■ Stated exercise ■
From the records below, keep only the lines that contain the word "region", and copy each one out. Treat case as significant.

-- begin Provided data --

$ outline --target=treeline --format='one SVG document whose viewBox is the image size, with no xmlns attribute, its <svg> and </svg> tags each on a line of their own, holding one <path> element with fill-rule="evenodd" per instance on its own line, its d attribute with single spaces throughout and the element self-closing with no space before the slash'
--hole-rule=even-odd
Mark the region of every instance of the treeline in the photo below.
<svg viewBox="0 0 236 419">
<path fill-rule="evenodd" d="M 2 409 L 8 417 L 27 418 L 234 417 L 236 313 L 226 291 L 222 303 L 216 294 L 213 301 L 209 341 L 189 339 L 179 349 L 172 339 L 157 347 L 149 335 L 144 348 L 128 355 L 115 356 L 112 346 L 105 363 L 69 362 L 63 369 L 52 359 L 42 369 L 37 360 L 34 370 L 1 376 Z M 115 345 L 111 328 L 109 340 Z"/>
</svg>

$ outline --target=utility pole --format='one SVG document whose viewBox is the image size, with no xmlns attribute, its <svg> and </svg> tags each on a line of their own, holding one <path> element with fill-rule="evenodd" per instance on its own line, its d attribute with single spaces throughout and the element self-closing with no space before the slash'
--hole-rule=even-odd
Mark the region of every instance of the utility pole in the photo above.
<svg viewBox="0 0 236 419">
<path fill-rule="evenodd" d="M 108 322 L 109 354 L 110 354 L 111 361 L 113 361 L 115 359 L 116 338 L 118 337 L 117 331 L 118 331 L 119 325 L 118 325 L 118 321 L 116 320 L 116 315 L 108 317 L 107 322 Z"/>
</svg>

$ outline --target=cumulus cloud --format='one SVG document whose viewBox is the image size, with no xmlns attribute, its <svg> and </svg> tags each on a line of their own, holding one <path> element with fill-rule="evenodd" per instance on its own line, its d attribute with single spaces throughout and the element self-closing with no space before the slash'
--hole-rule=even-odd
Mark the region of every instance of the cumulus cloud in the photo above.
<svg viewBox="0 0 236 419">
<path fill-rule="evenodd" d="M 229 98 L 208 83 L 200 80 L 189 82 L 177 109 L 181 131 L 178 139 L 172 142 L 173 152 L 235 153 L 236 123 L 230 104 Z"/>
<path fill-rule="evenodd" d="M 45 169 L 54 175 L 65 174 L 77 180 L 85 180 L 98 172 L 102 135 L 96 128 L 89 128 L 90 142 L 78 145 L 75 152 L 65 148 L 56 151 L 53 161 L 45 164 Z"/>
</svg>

-- end Provided data --

■ Result below ■
Mark the region of every instance of the treeline in the photo below.
Mark the region of every instance of the utility pole in the photo above.
Mark the region of every instance of the cumulus cloud in the photo above.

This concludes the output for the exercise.